(Items stored from a collection)
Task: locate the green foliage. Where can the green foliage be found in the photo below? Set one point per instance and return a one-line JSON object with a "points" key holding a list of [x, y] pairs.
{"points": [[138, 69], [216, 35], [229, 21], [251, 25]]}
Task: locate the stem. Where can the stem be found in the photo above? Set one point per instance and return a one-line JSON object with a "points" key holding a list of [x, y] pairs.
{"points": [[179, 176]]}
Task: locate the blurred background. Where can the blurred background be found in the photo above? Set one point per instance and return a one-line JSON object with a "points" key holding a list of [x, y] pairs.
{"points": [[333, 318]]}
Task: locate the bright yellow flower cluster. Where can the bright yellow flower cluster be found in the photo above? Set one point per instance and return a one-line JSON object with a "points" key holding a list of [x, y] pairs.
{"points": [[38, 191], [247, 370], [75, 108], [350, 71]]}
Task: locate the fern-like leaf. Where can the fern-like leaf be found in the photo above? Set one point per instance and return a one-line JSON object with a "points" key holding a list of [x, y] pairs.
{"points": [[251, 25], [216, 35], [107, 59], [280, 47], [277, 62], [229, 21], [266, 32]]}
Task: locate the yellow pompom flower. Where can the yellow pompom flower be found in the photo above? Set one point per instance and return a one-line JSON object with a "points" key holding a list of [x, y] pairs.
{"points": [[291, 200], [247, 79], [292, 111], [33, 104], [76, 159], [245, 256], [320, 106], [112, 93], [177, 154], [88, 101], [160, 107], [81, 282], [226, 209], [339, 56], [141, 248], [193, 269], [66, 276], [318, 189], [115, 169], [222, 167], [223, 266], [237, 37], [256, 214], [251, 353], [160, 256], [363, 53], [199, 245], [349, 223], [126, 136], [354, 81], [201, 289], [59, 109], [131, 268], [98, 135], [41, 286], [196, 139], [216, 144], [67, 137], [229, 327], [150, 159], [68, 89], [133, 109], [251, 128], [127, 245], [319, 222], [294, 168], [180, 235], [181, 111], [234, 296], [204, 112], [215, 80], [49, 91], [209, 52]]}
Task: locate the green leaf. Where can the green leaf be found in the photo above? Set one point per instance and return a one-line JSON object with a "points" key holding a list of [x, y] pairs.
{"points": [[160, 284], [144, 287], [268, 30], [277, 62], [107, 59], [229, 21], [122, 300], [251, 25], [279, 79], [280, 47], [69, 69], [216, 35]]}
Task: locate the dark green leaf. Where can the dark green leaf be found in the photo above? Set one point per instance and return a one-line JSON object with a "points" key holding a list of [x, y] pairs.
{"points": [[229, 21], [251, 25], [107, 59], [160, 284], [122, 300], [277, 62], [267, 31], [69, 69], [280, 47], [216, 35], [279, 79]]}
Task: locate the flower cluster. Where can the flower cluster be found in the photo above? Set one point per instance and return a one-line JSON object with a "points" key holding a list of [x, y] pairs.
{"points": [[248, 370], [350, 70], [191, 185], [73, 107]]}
* * *
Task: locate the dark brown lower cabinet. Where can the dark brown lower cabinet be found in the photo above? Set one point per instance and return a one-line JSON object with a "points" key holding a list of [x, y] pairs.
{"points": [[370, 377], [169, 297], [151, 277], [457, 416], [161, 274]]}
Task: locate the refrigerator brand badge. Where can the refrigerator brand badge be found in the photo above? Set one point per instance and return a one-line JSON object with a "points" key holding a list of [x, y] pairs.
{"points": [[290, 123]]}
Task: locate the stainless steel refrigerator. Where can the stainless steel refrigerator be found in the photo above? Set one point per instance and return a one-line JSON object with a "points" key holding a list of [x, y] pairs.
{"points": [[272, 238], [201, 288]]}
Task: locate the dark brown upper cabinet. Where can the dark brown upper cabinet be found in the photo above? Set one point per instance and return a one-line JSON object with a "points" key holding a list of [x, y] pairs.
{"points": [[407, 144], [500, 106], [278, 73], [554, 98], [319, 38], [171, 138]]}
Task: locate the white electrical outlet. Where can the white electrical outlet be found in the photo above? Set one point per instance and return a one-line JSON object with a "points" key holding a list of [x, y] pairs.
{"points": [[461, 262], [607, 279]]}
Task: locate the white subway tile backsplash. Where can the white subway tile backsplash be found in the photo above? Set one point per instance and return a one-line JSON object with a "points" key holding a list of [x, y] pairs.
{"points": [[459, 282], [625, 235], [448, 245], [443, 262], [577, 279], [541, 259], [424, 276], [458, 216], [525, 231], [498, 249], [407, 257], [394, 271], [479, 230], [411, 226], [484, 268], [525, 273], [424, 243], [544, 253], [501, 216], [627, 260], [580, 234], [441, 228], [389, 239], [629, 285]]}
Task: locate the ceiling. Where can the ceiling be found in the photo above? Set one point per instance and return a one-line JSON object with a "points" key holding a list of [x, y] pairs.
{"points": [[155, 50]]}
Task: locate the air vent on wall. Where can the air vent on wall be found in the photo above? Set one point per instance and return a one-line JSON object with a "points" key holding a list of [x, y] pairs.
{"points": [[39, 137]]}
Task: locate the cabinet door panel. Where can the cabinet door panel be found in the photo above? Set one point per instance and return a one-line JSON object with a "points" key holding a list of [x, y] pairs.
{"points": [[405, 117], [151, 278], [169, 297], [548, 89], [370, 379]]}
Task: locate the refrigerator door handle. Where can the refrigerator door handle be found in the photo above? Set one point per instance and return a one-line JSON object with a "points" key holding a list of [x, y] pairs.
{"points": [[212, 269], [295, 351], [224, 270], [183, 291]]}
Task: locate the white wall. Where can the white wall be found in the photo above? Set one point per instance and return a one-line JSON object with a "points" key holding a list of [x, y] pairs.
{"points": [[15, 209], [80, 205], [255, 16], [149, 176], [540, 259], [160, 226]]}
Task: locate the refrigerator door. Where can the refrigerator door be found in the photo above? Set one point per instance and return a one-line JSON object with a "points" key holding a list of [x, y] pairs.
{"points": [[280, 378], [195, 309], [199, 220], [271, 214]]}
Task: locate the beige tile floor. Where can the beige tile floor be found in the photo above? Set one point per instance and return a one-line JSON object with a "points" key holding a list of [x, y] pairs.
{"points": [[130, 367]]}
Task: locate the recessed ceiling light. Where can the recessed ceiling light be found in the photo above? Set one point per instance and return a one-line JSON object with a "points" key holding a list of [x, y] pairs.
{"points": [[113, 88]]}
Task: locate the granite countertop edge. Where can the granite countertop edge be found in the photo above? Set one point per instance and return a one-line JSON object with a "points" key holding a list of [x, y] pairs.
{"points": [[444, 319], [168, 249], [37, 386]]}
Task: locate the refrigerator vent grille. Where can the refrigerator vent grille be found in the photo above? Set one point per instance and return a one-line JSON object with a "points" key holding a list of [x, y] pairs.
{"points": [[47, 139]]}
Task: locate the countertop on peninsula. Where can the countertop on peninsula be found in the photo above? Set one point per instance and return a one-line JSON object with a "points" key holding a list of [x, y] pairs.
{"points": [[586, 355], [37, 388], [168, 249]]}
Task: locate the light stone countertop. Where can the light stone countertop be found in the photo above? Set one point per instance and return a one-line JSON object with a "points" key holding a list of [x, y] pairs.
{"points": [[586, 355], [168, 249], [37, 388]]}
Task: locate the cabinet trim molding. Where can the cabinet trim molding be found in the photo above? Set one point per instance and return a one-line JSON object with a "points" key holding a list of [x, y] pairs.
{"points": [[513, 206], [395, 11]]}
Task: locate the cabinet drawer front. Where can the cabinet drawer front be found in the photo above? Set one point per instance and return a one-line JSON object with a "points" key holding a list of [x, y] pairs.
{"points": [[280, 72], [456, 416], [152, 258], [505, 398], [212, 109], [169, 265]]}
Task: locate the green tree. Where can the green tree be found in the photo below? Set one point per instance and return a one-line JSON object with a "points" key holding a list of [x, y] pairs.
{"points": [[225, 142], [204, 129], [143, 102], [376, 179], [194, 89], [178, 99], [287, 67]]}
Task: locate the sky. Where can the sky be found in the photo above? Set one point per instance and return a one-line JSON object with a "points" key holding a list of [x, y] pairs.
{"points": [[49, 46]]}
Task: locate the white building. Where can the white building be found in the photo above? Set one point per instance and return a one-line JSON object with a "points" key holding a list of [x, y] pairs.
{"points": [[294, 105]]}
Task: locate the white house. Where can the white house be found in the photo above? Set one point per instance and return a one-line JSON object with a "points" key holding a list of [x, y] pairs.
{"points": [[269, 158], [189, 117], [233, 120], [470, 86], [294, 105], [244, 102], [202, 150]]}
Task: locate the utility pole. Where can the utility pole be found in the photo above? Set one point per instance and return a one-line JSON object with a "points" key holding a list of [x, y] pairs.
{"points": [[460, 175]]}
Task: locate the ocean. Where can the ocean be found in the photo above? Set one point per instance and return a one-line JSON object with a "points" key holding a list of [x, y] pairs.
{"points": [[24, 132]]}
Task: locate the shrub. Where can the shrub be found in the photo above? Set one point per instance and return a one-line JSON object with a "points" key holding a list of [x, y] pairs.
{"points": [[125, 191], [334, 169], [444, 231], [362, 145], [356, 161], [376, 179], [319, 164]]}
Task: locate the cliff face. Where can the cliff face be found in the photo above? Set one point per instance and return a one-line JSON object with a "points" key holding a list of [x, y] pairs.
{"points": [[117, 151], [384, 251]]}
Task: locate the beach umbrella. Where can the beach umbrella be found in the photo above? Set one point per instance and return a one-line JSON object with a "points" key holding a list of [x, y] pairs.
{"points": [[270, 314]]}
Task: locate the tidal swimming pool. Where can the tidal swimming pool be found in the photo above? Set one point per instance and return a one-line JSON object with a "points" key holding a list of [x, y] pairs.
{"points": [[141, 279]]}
---
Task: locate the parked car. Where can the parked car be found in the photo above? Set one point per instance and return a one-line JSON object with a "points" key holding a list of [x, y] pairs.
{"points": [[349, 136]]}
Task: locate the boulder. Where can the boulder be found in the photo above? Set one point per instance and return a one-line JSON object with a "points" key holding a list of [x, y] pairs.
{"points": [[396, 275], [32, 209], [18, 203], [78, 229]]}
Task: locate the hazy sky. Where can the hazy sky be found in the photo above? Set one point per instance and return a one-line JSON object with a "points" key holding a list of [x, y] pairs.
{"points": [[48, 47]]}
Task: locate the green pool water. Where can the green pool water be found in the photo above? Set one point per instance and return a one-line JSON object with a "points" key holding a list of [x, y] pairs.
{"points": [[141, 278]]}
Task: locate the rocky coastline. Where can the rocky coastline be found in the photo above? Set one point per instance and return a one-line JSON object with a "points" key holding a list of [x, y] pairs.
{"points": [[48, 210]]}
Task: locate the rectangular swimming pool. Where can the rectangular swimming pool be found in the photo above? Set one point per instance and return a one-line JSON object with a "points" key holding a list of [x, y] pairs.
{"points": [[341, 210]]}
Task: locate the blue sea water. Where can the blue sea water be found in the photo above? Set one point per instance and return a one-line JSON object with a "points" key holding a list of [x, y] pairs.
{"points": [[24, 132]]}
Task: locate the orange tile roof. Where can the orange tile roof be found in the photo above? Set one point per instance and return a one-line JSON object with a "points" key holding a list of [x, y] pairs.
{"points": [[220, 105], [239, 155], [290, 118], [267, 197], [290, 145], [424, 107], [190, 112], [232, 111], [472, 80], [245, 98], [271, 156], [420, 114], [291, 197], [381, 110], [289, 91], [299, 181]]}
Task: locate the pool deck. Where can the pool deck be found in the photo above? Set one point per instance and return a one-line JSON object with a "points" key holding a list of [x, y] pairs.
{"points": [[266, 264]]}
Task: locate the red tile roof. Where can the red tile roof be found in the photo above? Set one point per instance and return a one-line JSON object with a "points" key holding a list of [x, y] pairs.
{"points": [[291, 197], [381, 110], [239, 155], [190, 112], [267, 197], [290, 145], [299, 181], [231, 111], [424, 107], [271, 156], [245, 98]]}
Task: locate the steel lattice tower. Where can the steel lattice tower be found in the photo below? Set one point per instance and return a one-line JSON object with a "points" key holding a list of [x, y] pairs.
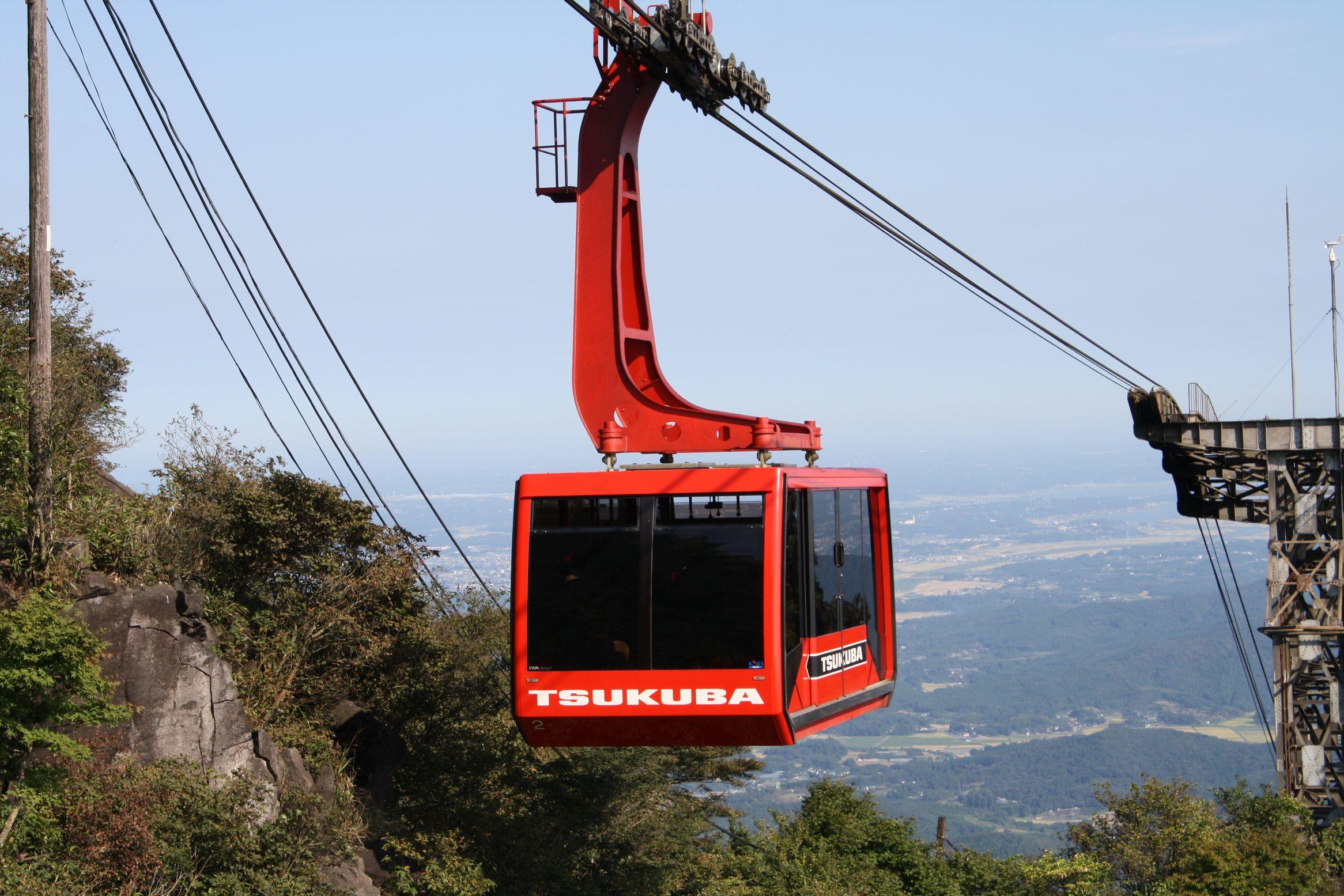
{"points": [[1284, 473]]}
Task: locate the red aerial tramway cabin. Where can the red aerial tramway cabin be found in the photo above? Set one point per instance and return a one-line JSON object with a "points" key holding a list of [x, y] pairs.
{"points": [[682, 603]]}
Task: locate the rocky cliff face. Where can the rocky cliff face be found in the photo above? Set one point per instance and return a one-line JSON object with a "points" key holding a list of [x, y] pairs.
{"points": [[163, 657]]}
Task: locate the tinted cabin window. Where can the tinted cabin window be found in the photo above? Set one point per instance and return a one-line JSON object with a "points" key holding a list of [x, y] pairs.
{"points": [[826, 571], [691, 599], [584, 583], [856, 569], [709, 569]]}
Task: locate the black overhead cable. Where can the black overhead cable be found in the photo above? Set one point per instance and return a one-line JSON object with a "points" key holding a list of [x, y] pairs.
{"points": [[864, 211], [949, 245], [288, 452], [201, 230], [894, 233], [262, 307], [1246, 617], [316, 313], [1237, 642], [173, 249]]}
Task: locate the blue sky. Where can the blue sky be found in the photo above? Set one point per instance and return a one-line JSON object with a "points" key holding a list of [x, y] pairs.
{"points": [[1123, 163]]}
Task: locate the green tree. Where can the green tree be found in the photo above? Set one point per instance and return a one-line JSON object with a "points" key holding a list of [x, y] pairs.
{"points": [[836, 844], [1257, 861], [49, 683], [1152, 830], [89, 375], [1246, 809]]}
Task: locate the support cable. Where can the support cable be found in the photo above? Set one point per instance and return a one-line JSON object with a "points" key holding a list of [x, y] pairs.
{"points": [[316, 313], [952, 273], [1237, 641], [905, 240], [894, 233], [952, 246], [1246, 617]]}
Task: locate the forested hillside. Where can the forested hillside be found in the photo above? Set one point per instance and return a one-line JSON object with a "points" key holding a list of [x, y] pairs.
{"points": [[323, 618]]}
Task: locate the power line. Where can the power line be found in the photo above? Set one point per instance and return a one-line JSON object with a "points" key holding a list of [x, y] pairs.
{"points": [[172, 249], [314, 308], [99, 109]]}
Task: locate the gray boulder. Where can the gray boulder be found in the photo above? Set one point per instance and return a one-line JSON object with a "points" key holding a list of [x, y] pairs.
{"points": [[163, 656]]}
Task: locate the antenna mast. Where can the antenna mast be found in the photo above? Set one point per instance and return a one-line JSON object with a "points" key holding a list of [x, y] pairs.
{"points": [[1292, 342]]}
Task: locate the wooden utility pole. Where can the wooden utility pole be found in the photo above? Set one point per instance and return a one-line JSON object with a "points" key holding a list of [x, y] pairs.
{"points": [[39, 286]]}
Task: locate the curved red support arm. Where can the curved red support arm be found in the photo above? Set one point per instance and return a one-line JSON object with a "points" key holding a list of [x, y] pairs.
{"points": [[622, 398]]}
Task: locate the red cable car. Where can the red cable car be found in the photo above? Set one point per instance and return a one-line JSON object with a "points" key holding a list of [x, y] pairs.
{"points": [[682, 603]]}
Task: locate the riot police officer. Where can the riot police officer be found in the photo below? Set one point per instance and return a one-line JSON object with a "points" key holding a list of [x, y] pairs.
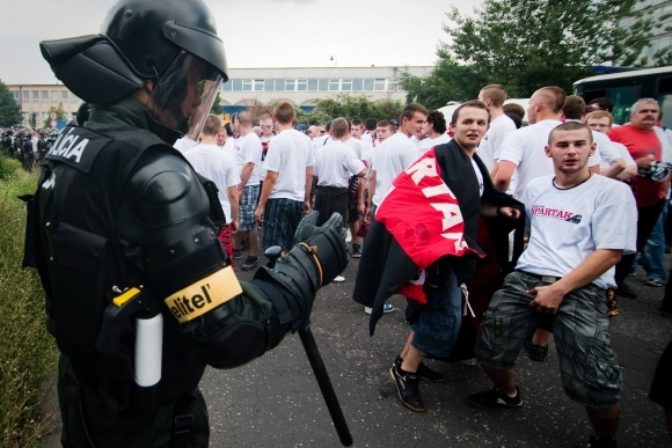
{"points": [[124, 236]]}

What is required — Collect every line in the material above that contains the word "support".

Result —
Task: locate the support cable. Where can the support cable be found in the photo above? Set one point per instance and return a one-line JSON object with a "points" key holding a list of [x, y] pairs.
Task: locate the curved red support arm. Where can the curved red support arm be found in the photo above? Set one point per instance and return a one-line JSON object with a "points" key holding a list of [x, y] pairs.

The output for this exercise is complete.